Instructions to follow
Please turn the lines between the one holding "[locate] the black pants" and the one holding "<point>343,221</point>", inclusive, into a numbered list, leaving out any blank lines.

=== Task data ===

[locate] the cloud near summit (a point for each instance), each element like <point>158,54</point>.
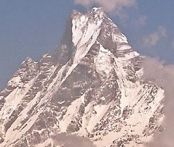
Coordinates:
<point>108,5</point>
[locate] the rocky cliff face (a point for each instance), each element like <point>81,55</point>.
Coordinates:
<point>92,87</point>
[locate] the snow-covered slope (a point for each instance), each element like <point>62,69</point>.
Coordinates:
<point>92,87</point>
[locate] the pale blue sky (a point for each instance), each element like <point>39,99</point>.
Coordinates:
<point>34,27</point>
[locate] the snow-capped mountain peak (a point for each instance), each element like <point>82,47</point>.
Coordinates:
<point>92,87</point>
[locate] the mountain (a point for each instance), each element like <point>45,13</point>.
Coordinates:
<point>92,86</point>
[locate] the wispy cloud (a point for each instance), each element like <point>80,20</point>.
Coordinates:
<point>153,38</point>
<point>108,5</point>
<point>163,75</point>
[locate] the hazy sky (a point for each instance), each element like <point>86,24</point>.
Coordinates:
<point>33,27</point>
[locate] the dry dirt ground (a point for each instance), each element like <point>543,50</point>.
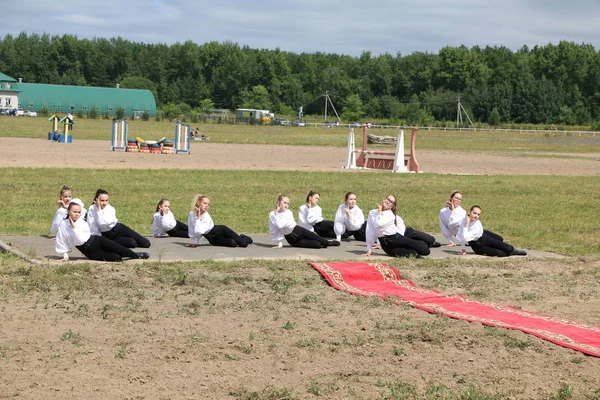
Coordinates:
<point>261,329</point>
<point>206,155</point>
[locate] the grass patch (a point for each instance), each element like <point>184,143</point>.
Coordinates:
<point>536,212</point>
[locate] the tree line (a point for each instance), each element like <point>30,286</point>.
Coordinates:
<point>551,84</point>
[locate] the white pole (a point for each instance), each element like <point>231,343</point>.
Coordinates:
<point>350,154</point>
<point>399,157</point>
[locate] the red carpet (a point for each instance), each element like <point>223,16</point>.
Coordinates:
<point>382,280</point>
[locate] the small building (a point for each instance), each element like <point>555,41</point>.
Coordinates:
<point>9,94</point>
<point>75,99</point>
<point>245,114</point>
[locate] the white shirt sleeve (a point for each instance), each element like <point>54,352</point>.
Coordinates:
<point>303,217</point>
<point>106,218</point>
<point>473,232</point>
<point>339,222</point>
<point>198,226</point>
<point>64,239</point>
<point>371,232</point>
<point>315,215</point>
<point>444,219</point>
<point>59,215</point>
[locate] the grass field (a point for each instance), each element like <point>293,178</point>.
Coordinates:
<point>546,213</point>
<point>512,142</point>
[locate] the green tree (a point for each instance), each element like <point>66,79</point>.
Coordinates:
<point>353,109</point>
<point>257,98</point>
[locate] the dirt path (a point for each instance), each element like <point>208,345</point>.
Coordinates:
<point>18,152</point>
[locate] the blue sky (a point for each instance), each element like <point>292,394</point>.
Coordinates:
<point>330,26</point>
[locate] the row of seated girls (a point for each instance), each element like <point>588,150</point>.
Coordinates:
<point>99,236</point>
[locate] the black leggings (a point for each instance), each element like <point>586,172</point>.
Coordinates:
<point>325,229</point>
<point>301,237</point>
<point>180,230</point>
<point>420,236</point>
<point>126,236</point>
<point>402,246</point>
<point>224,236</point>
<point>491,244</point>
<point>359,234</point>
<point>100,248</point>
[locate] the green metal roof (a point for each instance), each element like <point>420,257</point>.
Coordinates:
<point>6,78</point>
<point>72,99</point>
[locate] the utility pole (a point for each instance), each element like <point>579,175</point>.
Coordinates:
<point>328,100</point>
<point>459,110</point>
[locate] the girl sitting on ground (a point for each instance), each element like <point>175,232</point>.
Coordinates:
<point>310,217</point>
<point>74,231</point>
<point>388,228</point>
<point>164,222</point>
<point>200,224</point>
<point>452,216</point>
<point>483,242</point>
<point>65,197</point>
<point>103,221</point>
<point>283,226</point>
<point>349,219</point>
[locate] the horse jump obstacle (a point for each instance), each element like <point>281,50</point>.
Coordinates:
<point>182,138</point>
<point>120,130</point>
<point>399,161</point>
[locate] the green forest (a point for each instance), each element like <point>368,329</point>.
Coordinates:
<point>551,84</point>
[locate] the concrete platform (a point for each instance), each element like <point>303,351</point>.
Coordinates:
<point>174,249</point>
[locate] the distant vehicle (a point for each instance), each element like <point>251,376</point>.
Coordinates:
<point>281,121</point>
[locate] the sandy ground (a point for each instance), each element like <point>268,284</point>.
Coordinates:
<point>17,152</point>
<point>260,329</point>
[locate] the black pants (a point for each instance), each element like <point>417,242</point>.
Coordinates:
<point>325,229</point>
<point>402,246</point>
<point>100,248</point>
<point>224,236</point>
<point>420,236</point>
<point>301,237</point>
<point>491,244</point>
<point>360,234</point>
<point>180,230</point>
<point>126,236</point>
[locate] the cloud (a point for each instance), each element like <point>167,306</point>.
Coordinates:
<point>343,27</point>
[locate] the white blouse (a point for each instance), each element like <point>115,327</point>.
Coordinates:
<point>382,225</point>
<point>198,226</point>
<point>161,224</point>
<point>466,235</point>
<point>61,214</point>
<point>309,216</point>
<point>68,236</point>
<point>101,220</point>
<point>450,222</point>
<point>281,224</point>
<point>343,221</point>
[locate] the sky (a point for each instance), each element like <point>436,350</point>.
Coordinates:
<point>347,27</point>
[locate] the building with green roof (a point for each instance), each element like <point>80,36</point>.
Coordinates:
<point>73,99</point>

===
=== Task data ===

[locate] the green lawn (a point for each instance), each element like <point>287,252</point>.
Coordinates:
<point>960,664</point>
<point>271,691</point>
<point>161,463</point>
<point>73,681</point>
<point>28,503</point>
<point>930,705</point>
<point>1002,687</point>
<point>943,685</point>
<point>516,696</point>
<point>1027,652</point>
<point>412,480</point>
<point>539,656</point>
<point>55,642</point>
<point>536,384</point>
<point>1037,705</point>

===

Correct output
1. [locate] the black pants (a point for each instance), each element like <point>417,242</point>.
2. Coordinates:
3. <point>325,229</point>
4. <point>402,246</point>
5. <point>100,248</point>
6. <point>224,236</point>
7. <point>420,236</point>
8. <point>301,237</point>
9. <point>491,244</point>
10. <point>360,234</point>
11. <point>180,230</point>
12. <point>126,236</point>
13. [locate] the cloud (a point for each instance), each element like <point>167,306</point>.
14. Coordinates:
15. <point>343,27</point>
16. [locate] the white blouse (a point for each instance), each element like <point>115,327</point>.
17. Coordinates:
18. <point>382,225</point>
19. <point>198,226</point>
20. <point>161,224</point>
21. <point>466,235</point>
22. <point>61,214</point>
23. <point>309,216</point>
24. <point>68,236</point>
25. <point>101,220</point>
26. <point>450,222</point>
27. <point>281,224</point>
28. <point>343,221</point>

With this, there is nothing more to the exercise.